Training tessract 4.0 using images?

denni...@berkeley.edu

unread,

Apr 13, 2018, 6:39:12 AM4/13/18

to tesseract-ocr

Hi all,

I read in a different post that training Tesseract 4.0 from images is not supported, is this true? I have been able to successfully train Tesseract 4.0 so far using font data. When using tesstrain.sh, the script creates a number of files, including an lstmf file alongside the usual trainedata file (and there are some others like unicharset). I was wondering if it is possible to use the traineddata generation from image and boxfile described in the Tesseract 3.0 training instructions to create these training files to train Tesseract 4.0. Tesseract 3.0 instructions already produce a traineddata file, how can I generate the lstmf file (and the others) if it is possible?

Thank you,
Dennis

ShreeDevi Kumar

unread,

Apr 13, 2018, 8:19:47 AM4/13/18

to tesser...@googlegroups.com

training Tesseract 4.0 from images is not officially .supported . Different people have had success in doing LSTM training with box/tiff pairs. but it requires hacks/programming on their part to create 4.0.0 compatible box files.

tesstrain.sh creates box/tiff files in the /tmp directory, these are used to create the lstmf files for LSTMtraining. tesstrain.sh can create a 3.0x compatible traineddata or 4.0.0 compatible starter traineddata depending on options that are chosen. For 4.0.0 this starter traineddata alongwith the lstmf files is used for LSTM training.

The format of traineddata files for 3.0x and 4.0.0 is different.

For different components of a traineddata file, See

https://github.com/tesseract-ocr/tesseract/blob/master/doc/combine_tessdata.1.asc

For creating 4.0 compatible box files see

https://github.com/tesseract-ocr/langdata/issues/83#issuecomment-375247341

https://github.com/tesseract-ocr/tesseract/wiki/4.0-with-LSTM#training-tesseract-lstm-engine

Please note that all these are unsupported options.

ShreeDevi
____________________________________________________________
भजन - कीर्तन - आरती @ http://bhajans.ramparivar.com

--
You received this message because you are subscribed to the Google Groups "tesseract-ocr" group.
To unsubscribe from this group and stop receiving emails from it, send an email to tesseract-ocr+unsubscribe@googlegroups.com.
To post to this group, send email to tesser...@googlegroups.com.
Visit this group at https://groups.google.com/group/tesseract-ocr.
To view this discussion on the web visit https://groups.google.com/d/msgid/tesseract-ocr/bc664de6-5386-45b3-ae4d-70ac5338938c%40googlegroups.com.
For more options, visit https://groups.google.com/d/optout.

__Raw records__

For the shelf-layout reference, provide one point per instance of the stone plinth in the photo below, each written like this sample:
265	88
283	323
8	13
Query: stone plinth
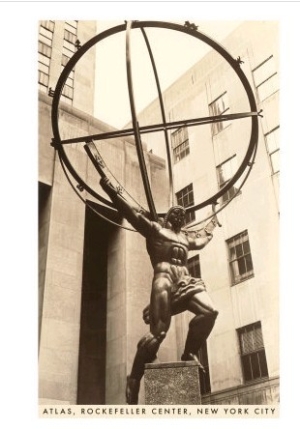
173	383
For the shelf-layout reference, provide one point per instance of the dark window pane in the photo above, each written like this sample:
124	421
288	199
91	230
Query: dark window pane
249	266
239	250
242	266
246	247
255	365
246	368
263	364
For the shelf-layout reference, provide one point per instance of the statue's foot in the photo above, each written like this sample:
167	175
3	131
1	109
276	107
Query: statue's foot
132	391
192	356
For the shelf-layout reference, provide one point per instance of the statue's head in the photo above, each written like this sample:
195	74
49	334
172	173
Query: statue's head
176	217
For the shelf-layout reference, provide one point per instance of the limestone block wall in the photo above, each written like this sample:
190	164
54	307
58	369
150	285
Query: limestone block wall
129	268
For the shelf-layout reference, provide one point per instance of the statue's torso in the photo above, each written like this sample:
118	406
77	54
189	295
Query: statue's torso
165	245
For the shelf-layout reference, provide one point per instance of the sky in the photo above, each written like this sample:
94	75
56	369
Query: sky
173	52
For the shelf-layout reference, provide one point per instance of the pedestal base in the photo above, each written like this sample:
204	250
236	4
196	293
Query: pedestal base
173	383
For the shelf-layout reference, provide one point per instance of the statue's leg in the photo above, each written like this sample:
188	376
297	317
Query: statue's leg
147	348
200	326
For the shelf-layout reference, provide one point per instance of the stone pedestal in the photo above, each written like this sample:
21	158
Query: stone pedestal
173	383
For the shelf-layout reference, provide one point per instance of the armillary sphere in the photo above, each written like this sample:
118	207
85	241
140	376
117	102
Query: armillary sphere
136	131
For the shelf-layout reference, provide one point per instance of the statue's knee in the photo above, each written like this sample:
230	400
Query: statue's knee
215	314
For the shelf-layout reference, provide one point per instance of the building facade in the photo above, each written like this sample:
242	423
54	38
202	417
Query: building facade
94	278
241	263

__Objectives__
a) In the Tesseract training thread, rename "LSTM training" to "LSTM fine-tuning" in the passage starting with "ShreeDevi Kumar" and going on through "compatible box files.", and write out that passage.
b) Answer from the Tesseract training thread:
(i) Which script did Dennis use to train Tesseract 4.0 with font data?
(ii) In which directory does tesstrain.sh create box/tiff files?
(iii) Do traineddata files for 3.0x and 4.0.0 share the same format?
The data comes from a source separate from the Tesseract training thread.

__Per-task answers__
a)
ShreeDevi Kumar

unread,

Apr 13, 2018, 8:19:47 AM4/13/18

to tesser...@googlegroups.com

training Tesseract 4.0 from images is not officially .supported . Different people have had success in doing LSTM fine-tuning with box/tiff pairs. but it requires hacks/programming on their part to create 4.0.0 compatible box files.

b)
(i) tesstrain.sh
(ii) The /tmp directory
(iii) No, the format is different.